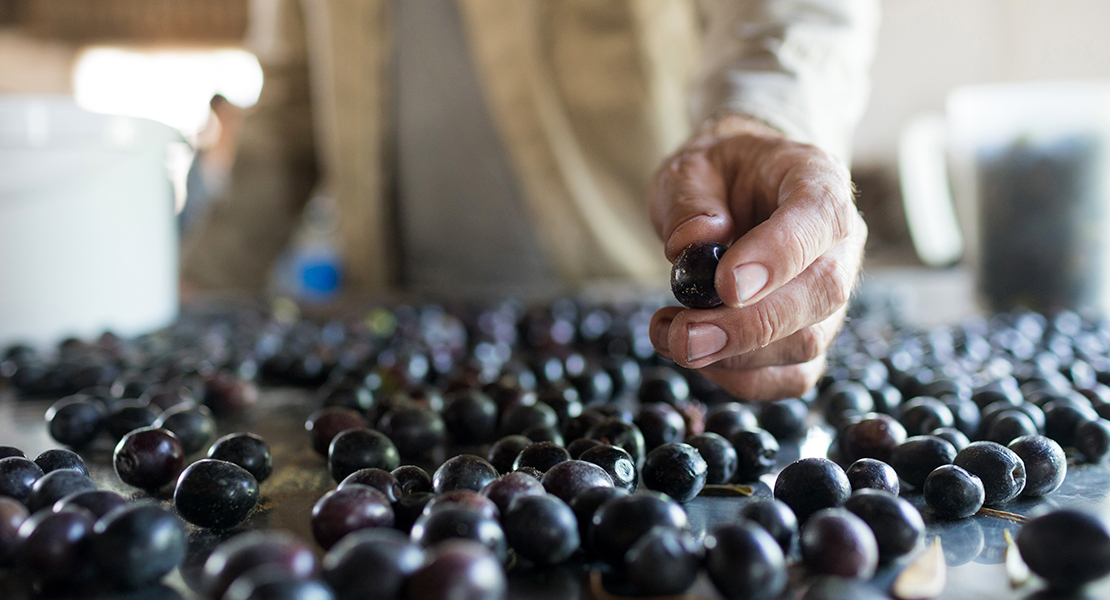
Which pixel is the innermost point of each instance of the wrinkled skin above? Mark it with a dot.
(777, 203)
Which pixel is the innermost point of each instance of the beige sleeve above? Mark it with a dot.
(799, 65)
(275, 164)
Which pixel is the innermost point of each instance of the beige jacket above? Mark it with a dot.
(588, 95)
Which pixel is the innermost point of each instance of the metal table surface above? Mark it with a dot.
(974, 548)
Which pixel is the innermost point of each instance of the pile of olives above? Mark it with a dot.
(465, 441)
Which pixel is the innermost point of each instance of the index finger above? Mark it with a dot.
(811, 211)
(688, 203)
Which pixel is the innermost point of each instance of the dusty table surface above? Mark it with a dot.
(974, 547)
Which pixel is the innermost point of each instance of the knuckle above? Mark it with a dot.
(767, 325)
(810, 344)
(836, 286)
(839, 212)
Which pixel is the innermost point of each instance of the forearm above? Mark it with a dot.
(800, 67)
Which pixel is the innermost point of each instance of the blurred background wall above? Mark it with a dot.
(926, 49)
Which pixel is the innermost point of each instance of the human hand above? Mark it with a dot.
(796, 243)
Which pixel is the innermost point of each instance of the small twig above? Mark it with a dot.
(924, 578)
(727, 490)
(1016, 568)
(1012, 517)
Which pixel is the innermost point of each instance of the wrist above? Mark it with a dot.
(725, 125)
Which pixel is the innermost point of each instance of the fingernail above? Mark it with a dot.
(704, 339)
(659, 336)
(750, 280)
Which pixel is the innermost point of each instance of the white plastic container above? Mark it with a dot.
(1029, 171)
(88, 239)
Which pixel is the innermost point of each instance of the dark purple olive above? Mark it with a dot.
(148, 458)
(875, 436)
(57, 546)
(17, 476)
(541, 456)
(372, 563)
(464, 498)
(325, 424)
(471, 417)
(756, 453)
(615, 431)
(677, 470)
(380, 479)
(342, 511)
(412, 479)
(248, 450)
(271, 582)
(542, 528)
(619, 522)
(1000, 469)
(508, 487)
(415, 431)
(60, 458)
(835, 541)
(868, 473)
(215, 494)
(775, 517)
(617, 464)
(745, 562)
(719, 456)
(12, 515)
(355, 449)
(571, 478)
(54, 486)
(897, 526)
(664, 561)
(252, 549)
(1092, 439)
(809, 485)
(74, 420)
(455, 522)
(916, 458)
(458, 568)
(661, 423)
(137, 545)
(726, 419)
(785, 419)
(504, 451)
(193, 425)
(1046, 464)
(463, 471)
(129, 415)
(1068, 548)
(693, 275)
(952, 492)
(98, 501)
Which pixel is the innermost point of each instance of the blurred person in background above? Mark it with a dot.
(215, 153)
(493, 145)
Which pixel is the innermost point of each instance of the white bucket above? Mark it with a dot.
(88, 240)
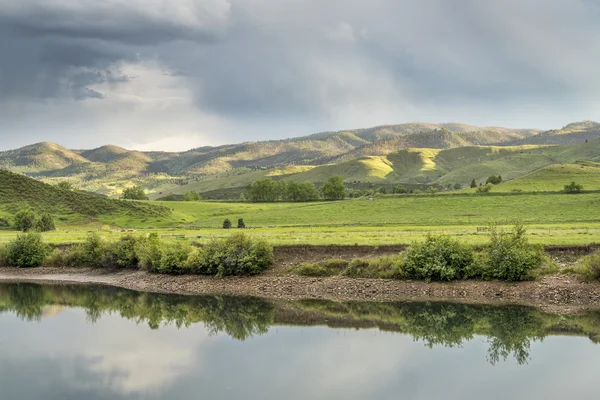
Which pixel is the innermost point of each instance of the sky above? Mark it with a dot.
(173, 75)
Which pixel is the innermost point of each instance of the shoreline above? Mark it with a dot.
(557, 293)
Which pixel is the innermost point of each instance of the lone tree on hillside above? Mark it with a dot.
(134, 193)
(191, 196)
(45, 223)
(494, 180)
(572, 188)
(65, 186)
(334, 188)
(25, 220)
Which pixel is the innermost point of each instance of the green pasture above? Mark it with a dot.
(551, 218)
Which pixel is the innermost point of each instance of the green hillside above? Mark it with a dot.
(577, 132)
(416, 153)
(18, 192)
(554, 178)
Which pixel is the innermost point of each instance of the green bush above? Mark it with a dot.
(485, 189)
(25, 220)
(149, 252)
(196, 260)
(589, 267)
(324, 268)
(509, 256)
(125, 255)
(3, 256)
(45, 223)
(385, 267)
(174, 259)
(91, 252)
(439, 258)
(27, 251)
(573, 188)
(239, 254)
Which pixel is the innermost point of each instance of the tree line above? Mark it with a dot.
(268, 190)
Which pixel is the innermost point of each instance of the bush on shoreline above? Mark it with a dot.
(236, 255)
(507, 257)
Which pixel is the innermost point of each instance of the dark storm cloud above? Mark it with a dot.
(267, 68)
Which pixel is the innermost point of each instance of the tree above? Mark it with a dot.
(485, 189)
(494, 180)
(264, 190)
(573, 188)
(295, 191)
(25, 220)
(400, 189)
(45, 223)
(64, 185)
(134, 193)
(191, 196)
(334, 188)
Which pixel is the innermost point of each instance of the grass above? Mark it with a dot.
(551, 219)
(554, 178)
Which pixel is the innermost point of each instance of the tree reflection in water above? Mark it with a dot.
(510, 330)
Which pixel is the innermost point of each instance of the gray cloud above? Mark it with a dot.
(223, 71)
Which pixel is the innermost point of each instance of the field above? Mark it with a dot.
(552, 219)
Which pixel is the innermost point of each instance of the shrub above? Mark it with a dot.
(509, 256)
(45, 223)
(56, 259)
(91, 252)
(134, 193)
(196, 260)
(239, 254)
(27, 251)
(174, 259)
(149, 252)
(191, 196)
(485, 188)
(494, 180)
(125, 253)
(3, 256)
(24, 220)
(589, 267)
(439, 258)
(385, 267)
(573, 188)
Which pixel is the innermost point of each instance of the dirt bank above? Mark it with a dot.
(557, 292)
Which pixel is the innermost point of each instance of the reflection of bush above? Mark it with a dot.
(238, 317)
(509, 330)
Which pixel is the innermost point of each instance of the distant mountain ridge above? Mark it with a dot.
(109, 169)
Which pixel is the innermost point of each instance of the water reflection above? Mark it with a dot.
(509, 331)
(90, 342)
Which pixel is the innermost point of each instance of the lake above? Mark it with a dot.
(93, 342)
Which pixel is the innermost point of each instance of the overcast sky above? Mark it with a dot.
(159, 74)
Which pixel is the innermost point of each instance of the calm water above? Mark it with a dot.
(61, 342)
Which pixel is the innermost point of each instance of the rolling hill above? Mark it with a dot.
(417, 153)
(18, 192)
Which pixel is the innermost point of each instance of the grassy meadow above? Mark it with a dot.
(551, 219)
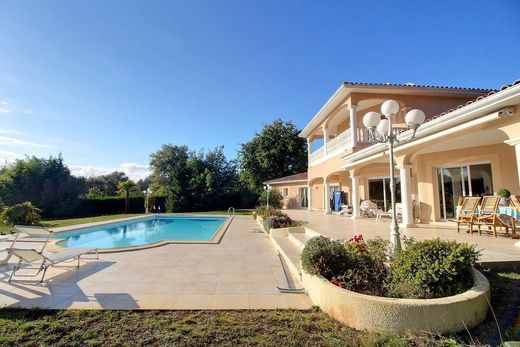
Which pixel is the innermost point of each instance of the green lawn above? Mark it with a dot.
(191, 328)
(20, 327)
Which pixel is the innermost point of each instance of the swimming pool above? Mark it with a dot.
(140, 232)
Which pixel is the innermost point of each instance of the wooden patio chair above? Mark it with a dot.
(514, 201)
(467, 213)
(488, 215)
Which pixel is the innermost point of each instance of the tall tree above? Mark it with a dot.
(170, 175)
(125, 187)
(47, 183)
(194, 181)
(276, 151)
(107, 184)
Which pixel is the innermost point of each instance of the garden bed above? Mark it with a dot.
(374, 313)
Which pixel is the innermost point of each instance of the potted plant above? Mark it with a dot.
(504, 196)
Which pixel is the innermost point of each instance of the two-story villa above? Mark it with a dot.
(469, 145)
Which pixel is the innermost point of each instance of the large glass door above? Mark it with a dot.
(380, 193)
(459, 181)
(303, 193)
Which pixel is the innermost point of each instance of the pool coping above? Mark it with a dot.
(215, 239)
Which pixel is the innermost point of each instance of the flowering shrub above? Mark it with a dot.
(325, 257)
(427, 269)
(267, 212)
(432, 269)
(283, 221)
(355, 265)
(368, 273)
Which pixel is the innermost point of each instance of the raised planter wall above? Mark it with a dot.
(372, 313)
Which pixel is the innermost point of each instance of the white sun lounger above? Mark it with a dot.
(42, 261)
(26, 237)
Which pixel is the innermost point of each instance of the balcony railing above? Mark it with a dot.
(340, 143)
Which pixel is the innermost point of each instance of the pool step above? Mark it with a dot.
(290, 253)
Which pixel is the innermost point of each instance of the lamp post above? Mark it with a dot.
(146, 193)
(266, 187)
(383, 131)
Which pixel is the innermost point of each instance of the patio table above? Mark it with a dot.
(507, 215)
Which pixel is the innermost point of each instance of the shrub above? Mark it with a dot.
(325, 257)
(24, 213)
(284, 221)
(367, 273)
(275, 198)
(268, 212)
(432, 269)
(505, 193)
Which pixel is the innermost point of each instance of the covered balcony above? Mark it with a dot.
(336, 145)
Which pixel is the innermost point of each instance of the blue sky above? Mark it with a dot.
(106, 83)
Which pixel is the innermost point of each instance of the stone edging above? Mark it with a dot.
(373, 313)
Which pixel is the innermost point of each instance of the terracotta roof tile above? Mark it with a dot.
(413, 85)
(491, 92)
(296, 177)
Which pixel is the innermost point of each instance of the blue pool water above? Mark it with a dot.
(142, 231)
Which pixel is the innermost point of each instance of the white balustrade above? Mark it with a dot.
(335, 146)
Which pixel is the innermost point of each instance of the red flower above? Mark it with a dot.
(358, 238)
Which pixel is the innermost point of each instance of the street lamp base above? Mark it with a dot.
(395, 240)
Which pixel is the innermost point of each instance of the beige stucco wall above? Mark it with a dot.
(292, 200)
(503, 168)
(373, 313)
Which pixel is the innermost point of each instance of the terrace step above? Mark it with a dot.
(299, 239)
(290, 253)
(311, 233)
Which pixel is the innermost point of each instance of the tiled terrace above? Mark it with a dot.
(497, 249)
(241, 272)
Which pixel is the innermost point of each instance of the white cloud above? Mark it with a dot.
(10, 131)
(9, 154)
(133, 170)
(14, 142)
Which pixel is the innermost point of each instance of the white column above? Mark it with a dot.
(325, 139)
(516, 144)
(326, 196)
(309, 151)
(353, 125)
(405, 173)
(355, 197)
(309, 197)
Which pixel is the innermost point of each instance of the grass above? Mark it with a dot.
(187, 328)
(19, 327)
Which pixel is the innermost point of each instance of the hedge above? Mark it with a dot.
(114, 205)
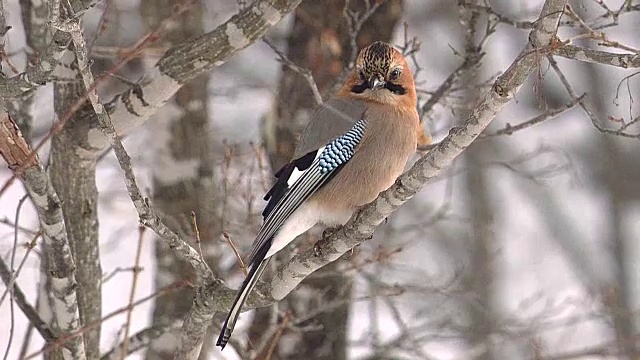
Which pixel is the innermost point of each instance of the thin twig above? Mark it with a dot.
(54, 343)
(243, 267)
(304, 72)
(134, 284)
(277, 335)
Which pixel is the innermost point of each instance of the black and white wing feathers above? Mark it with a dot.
(300, 179)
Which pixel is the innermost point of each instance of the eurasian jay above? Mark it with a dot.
(354, 147)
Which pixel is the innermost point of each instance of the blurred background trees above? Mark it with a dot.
(525, 247)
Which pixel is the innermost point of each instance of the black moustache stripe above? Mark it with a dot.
(394, 88)
(359, 89)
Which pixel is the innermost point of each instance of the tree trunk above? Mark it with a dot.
(182, 175)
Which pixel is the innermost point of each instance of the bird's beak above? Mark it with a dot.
(376, 81)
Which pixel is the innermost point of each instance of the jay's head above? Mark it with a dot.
(381, 74)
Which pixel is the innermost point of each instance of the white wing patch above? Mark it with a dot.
(297, 173)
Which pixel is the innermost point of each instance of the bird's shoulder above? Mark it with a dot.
(330, 120)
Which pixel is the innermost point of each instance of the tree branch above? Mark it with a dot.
(18, 154)
(580, 53)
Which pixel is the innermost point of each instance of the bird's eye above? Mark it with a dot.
(361, 73)
(395, 74)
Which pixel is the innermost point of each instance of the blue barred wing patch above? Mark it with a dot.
(341, 149)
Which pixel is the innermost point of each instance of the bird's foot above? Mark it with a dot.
(327, 233)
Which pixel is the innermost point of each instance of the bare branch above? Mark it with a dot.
(598, 57)
(32, 314)
(18, 154)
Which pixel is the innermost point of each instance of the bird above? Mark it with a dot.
(355, 145)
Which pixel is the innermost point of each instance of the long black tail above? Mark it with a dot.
(254, 274)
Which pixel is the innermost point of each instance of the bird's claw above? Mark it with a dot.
(327, 233)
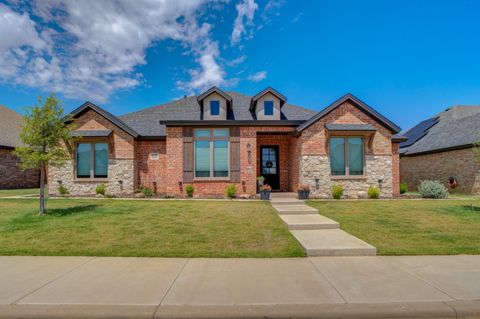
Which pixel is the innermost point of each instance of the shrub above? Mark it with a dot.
::::::::
* [WHAT YOU NEED TO DO]
Exactly the lines from the one containing "foot above? Mark it with a dot." through the last line of the data above should be output, both ends included, with every picture left out.

* [RESPONSE TO THE TASK]
Which pixel is the innermost point of each instance of the bird's foot above? Mark it with a dot.
(327, 233)
Which pixel is the innermost point of each instance of the bare branch above? Mark it with a dot.
(598, 57)
(32, 314)
(18, 154)
Which pixel is the innermost point of each instance of the bird above? Mark it with a dot.
(355, 145)
Which pixel is the innermost point of each instance of the long black tail above? Mark it with a dot.
(254, 274)
Which pixel is the innermost point of each instance of the bird's claw above? Mark it with a dot.
(327, 233)
Which pixel is the innermost point of each instance of the shrub above? Mark it with a dot.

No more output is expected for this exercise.